**Passage to read:**
____
IN RE: Christine A. SUMNER, Respondent, v. Paul A. LYMAN, Appellant.
Appeal from an order of the Family Court of Broome County (Connerton, J.), entered March 17, 2009, which granted petitioner's application, in a proceeding pursuant to Family Ct Act article 6, to modify a prior order of custody.
In conjunction with their divorce in 2006, the parties stipulated to joint custody of their two children (born in 1998 and 2002), with petitioner (hereinafter the mother) having primary physical custody and respondent (hereinafter the father) having unsupervised visitation. As a result of a modification petition by the mother, in January 2007, Family Court ordered that the father's visitation be supervised until July 2007, after which the prior visitation arrangement would be reinstated. The court also directed the father to participate in mental health counseling. In September 2008, by amended petition, the mother again sought to modify the father's visitation. After a hearing, the court ordered that the father's visitation be supervised by his mother or another person agreed upon by the parties. The father appeals.
We affirm. A petitioner seeking to modify an existing visitation order must demonstrate “a change in circumstances that reflects a genuine need for the modification so as to ensure the best interests of the child” (Matter of Taylor v. Fry, 63 AD3d 1217, 1218 ; see Matter of Schermerhorn v. Breen, 8 AD3d 709, 710  ). Here, Family Court determined that the father engaged in incidents of erratic behavior, some of which occurred during visits with the children. Specifically, according to the testimony of two police officers, on August 22, 2008, the father's girlfriend notified them that the father had fled their home with “a cocktail of pills,” threatening to commit suicide. Although the children were visiting, he made no provision for their care in his absence. His parents eventually took the children to stay with them. The police searched for him, going so far as to employ a K-9 unit and a helicopter, but were unable to find him. He returned home on his own sometime after midnight. He then went to a hospital to be examined, and later to a mental health facility for a psychiatric assessment. When he was told to remain at that facility overnight, he refused to do so and barricaded himself between two glass doors in the foyer area. The police were called. Unable to convince him to surrender, they ultimately used a Tazer to subdue him. Although certain aspects of this story were disputed by the girlfriend, we defer to Family Court's factual findings in this regard, given that court's ability to observe the witnesses' demeanor and assess their credibility (see Matter of Schermerhorn v. Breen, 8 AD3d at 710; Matter of Fortner v. Benson, 306 A.D.2d 577, 578  ). Furthermore, there was proof of domestic disputes between the girlfriend and the father of which the children were aware. Specifically, the girlfriend testified to arguments between the father and herself, including one during which the father pushed her. The record indicates that the children were upset by this behavior.
Importantly, “[i]n situations where a parent is either unable or unwilling to discharge his or her parental responsibility properly, unsupervised visitation may be deemed detrimental to the child[ren's] safety” (Matter of Taylor v. Fry, 63 AD3d at 1218-1219 [internal quotation marks and citations omitted] ). Here, the record provides a sound and substantial basis for Family Court's findings regarding the father's erratic behavior, as well as the domestic problems in the father's home, and we find no basis to disturb the court's conclusion that, at the present time, supervised visitation is in the children's best interests (see Matter of Fortner v. Benson, 306 A.D.2d at 578).
Finally, we are not persuaded that Family Court abused its discretion in denying the father's request to adjourn the final day of the hearing.
ORDERED that the order is affirmed, without costs.
PETERS, SPAIN, STEIN and GARRY, JJ., concur.
____
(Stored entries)
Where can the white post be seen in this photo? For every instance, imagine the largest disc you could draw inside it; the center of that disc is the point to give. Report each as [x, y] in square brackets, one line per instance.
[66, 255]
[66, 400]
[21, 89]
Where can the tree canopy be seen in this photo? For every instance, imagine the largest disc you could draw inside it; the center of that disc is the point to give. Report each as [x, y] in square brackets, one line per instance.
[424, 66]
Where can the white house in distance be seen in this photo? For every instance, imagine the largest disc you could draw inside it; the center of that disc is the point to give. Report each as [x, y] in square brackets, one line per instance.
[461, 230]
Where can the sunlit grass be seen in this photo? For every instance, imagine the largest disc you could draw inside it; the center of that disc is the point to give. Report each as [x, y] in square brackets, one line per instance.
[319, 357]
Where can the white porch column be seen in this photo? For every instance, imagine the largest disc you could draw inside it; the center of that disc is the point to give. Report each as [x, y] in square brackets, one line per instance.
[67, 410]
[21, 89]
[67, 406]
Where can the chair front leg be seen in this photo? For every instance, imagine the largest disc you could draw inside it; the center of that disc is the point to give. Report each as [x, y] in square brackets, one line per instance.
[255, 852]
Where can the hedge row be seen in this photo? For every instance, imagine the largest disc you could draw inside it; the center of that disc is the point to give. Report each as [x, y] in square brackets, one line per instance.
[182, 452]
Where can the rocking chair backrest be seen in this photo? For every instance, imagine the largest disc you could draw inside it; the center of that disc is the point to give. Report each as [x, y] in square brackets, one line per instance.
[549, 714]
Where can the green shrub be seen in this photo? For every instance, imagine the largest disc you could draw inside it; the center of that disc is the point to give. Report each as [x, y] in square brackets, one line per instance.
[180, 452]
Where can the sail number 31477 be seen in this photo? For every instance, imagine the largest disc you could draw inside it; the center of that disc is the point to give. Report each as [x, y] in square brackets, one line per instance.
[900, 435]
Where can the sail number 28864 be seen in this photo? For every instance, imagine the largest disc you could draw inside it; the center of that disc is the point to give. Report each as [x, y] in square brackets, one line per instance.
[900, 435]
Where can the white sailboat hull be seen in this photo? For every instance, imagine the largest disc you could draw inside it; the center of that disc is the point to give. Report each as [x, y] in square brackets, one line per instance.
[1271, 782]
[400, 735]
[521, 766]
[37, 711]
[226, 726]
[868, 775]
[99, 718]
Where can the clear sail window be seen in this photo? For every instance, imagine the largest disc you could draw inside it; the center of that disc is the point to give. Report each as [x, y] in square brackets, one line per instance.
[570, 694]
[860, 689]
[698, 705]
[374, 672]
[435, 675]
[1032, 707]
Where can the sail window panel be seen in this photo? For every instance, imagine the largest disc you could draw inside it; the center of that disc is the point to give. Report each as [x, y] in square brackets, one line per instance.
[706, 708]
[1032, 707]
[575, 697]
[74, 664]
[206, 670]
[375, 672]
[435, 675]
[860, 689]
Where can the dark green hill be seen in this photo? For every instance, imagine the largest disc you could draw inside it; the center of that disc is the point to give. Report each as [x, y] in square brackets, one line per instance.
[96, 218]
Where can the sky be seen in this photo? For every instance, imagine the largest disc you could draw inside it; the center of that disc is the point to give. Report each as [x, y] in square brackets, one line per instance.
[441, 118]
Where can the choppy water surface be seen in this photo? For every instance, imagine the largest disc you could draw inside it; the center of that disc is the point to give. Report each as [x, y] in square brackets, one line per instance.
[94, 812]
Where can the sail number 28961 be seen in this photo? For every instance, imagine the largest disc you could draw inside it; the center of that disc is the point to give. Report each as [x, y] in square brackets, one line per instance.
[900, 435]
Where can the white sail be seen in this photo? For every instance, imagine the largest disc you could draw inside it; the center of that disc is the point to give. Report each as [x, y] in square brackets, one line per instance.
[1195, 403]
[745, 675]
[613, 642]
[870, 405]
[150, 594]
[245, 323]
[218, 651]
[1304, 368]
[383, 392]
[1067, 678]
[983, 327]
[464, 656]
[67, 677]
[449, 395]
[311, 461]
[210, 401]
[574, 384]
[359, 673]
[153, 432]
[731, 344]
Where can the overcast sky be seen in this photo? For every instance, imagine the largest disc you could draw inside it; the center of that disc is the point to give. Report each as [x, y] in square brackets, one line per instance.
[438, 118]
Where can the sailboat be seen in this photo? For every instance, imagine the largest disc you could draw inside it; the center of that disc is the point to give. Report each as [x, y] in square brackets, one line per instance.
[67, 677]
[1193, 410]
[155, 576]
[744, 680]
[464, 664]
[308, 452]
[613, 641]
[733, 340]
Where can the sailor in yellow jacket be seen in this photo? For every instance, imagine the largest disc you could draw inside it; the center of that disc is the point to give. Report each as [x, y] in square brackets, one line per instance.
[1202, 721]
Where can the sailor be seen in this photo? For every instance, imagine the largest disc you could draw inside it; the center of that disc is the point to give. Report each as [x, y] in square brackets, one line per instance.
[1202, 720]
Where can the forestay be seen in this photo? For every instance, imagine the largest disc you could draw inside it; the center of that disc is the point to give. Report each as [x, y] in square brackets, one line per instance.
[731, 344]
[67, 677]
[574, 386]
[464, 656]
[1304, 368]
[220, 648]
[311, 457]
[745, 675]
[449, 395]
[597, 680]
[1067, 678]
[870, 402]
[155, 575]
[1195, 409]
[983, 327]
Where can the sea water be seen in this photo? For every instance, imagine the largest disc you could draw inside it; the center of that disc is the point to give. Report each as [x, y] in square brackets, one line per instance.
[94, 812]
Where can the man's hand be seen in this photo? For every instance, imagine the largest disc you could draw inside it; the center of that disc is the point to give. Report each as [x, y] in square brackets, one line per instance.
____
**Work instructions:**
A. In the court decision, condense the paragraph that begins "In conjunction with their divorce in 2006" into a shorter version that keeps its main facts.
B. Quote the court decision from "In conjunction with" up to and including "The father appeals.".

**Solved problems:**
A. When the parties divorced in 2006, they agreed to joint custody of their two children, born in 1998 and 2002. The mother had primary physical custody, and the father had unsupervised visitation. On the mother's modification petition, Family Court ordered in January 2007 that the father's visitation be supervised until July 2007, after which the earlier arrangement would resume. The court also directed the father to attend mental health counseling. In September 2008, the mother filed an amended petition to modify visitation again. After a hearing, the court ordered that the father's visits be supervised by his mother or another person the parties agreed on. The father appealed.

B.
In conjunction with their divorce in 2006, the parties stipulated to joint custody of their two children (born in 1998 and 2002), with petitioner (hereinafter the mother) having primary physical custody and respondent (hereinafter the father) having unsupervised visitation. As a result of a modification petition by the mother, in January 2007, Family Court ordered that the father's visitation be supervised until July 2007, after which the prior visitation arrangement would be reinstated. The court also directed the father to participate in mental health counseling. In September 2008, by amended petition, the mother again sought to modify the father's visitation. After a hearing, the court ordered that the father's visitation be supervised by his mother or another person agreed upon by the parties. The father appeals.